--- Exercise data ---

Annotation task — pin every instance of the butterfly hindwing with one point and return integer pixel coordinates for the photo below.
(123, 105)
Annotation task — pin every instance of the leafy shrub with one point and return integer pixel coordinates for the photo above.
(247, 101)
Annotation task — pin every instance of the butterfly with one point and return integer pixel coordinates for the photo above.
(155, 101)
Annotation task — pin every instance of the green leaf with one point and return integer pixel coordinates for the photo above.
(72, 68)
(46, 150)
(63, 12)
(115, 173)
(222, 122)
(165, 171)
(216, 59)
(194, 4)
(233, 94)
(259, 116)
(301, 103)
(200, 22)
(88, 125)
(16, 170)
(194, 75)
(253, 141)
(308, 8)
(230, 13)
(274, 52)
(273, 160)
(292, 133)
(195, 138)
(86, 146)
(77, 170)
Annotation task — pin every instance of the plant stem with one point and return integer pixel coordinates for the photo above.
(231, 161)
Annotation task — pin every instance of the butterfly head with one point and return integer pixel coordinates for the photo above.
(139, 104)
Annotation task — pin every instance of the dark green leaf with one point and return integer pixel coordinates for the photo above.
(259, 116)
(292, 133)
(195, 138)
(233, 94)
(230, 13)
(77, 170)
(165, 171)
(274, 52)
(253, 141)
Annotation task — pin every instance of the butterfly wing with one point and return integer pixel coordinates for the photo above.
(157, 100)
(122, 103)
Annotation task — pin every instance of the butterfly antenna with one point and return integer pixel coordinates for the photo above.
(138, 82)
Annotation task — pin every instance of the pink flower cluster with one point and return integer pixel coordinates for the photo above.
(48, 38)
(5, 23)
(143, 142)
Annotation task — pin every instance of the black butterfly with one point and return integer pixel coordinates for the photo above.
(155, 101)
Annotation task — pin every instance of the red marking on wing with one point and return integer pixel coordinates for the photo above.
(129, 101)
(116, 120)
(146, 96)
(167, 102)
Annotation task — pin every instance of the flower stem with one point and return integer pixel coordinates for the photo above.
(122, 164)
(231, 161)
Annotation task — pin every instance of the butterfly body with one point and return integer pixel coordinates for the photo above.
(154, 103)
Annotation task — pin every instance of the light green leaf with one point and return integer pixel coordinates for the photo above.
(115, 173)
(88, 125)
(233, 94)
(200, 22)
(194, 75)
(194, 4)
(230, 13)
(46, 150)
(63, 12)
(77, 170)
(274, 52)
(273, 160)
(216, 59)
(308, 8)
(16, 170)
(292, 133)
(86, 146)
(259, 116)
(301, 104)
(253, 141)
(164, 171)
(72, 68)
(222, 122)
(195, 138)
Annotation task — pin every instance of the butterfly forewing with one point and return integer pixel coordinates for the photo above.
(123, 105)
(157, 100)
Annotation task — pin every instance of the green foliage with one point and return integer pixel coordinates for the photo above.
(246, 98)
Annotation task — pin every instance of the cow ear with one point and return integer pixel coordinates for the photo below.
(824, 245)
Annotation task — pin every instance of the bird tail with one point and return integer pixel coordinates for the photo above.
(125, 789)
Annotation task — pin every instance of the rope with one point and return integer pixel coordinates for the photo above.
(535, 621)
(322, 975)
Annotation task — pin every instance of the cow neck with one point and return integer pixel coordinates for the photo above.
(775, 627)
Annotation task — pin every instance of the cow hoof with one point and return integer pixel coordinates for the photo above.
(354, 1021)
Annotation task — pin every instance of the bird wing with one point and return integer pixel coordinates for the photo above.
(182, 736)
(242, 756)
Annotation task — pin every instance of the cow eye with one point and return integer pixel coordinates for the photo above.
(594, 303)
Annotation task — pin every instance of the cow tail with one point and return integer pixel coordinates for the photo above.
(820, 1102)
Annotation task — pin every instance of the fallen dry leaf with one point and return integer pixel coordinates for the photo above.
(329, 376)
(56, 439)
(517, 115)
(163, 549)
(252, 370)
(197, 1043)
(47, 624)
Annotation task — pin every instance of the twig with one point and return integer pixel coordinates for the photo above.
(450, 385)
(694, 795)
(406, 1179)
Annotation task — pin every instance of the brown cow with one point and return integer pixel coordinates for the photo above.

--- Try it ---
Every line of the listing above should be copied word for word.

--- The completed task ---
Annotation task — pin every instance of the butterfly hindwing with one point and return integer pixel coordinates for the photo below.
(123, 105)
Annotation task — pin every instance of the leafy shrub with one point and return integer pixel coordinates for the photo above.
(247, 101)
Annotation task — pin every instance of the butterfly with one point and return integer pixel coordinates for the photo above.
(155, 101)
Annotation task — pin every instance of the green leaf with one point and return integer pixel coordinates for the photo above.
(72, 68)
(46, 150)
(63, 12)
(115, 173)
(222, 122)
(165, 171)
(216, 59)
(194, 4)
(233, 94)
(259, 116)
(301, 103)
(200, 22)
(88, 125)
(16, 170)
(194, 75)
(253, 141)
(308, 8)
(230, 13)
(274, 52)
(273, 160)
(292, 133)
(195, 138)
(86, 146)
(77, 170)
Annotation task — pin every instance of the plant stem with one point and return integer pixel coordinates for the photo above.
(231, 161)
Annotation task — pin every instance of the butterfly head with one point and return integer pixel coordinates for the photo above.
(139, 104)
Annotation task — pin every instance of the dark green leaf with one point and return integer pixel coordinates for the photo above.
(259, 116)
(292, 133)
(195, 138)
(233, 94)
(230, 13)
(77, 170)
(165, 171)
(274, 52)
(253, 141)
Annotation task — pin every instance of the butterfly wing with one point and return integer pixel coordinates for the photo above.
(157, 100)
(122, 103)
Annotation task — pin every instance of the butterfly antenna with one point and return integer pixel coordinates for the photo above.
(138, 82)
Annotation task — pin every instance of the pink flower cluster with one point and return integer pixel coordinates for the photo above.
(48, 38)
(5, 23)
(143, 142)
Annotation task — pin every instance of the black butterfly with one point and return integer pixel coordinates for the photo above.
(155, 101)
Annotation task — pin every instance of the red marking on wing with one point and return integer pixel coordinates for the photo above.
(129, 101)
(116, 120)
(146, 96)
(167, 102)
Annotation task — pin every instance of the flower stem with one point and return integer pixel coordinates for the photo above.
(122, 164)
(231, 161)
Annotation task — pin every instance of the butterfly body with one point and return integer pixel coordinates for the photo above.
(154, 103)
Annotation task — pin every instance of the light green leaf with one point and return integer pixel coordinates for the photo above.
(115, 173)
(88, 125)
(233, 94)
(200, 22)
(194, 75)
(194, 4)
(230, 13)
(46, 150)
(63, 12)
(77, 170)
(274, 52)
(273, 160)
(216, 59)
(308, 8)
(16, 170)
(292, 133)
(86, 146)
(259, 116)
(301, 104)
(253, 141)
(164, 171)
(72, 68)
(222, 122)
(195, 138)
Annotation task — pin every instance of the butterfly forewing with one point and return integer pixel coordinates for the photo above.
(123, 105)
(157, 100)
Annotation task — pin every instance of the green foliage with one point and return integer pixel coordinates for the photo above.
(246, 98)
Annotation task — pin every instance of the cow ear with one point and return integer pixel coordinates for the photo below.
(824, 245)
Annotation task — pin every instance of the bird tail with one point and return integer pixel coordinates for the photo above.
(125, 789)
Annotation task — pin every instance of the rope with one point and return integer pixel coordinates for the photo above.
(535, 621)
(322, 975)
Annotation task — pin every instance of the cow neck with one point and return integer pixel coordinates for the photo above.
(775, 627)
Annotation task — pin every instance of the cow hoof with one point and return integer pixel coordinates for the photo above.
(354, 1021)
Annotation task — pin every instance of the bird wing with one point and return integer pixel coordinates for the photo above.
(182, 736)
(242, 756)
Annotation task — pin every instance of the cow eye with one point and return integer pixel coordinates for the photo above.
(594, 303)
Annotation task — pin every instance of the cow tail with one point and return integer pixel coordinates for the photo above.
(820, 1102)
Annotation task — pin every instance of the fallen dry leaf with one point and return integer pixel coordinates for the photo above.
(329, 376)
(56, 439)
(517, 115)
(163, 549)
(252, 370)
(197, 1043)
(47, 624)
Annotation task — pin every instance of the twig with one point and return integer pixel coordinates for the photo above.
(450, 385)
(694, 795)
(406, 1179)
Annotation task — pin every instance of the brown cow with one point and return integer pixel coordinates for the photo above.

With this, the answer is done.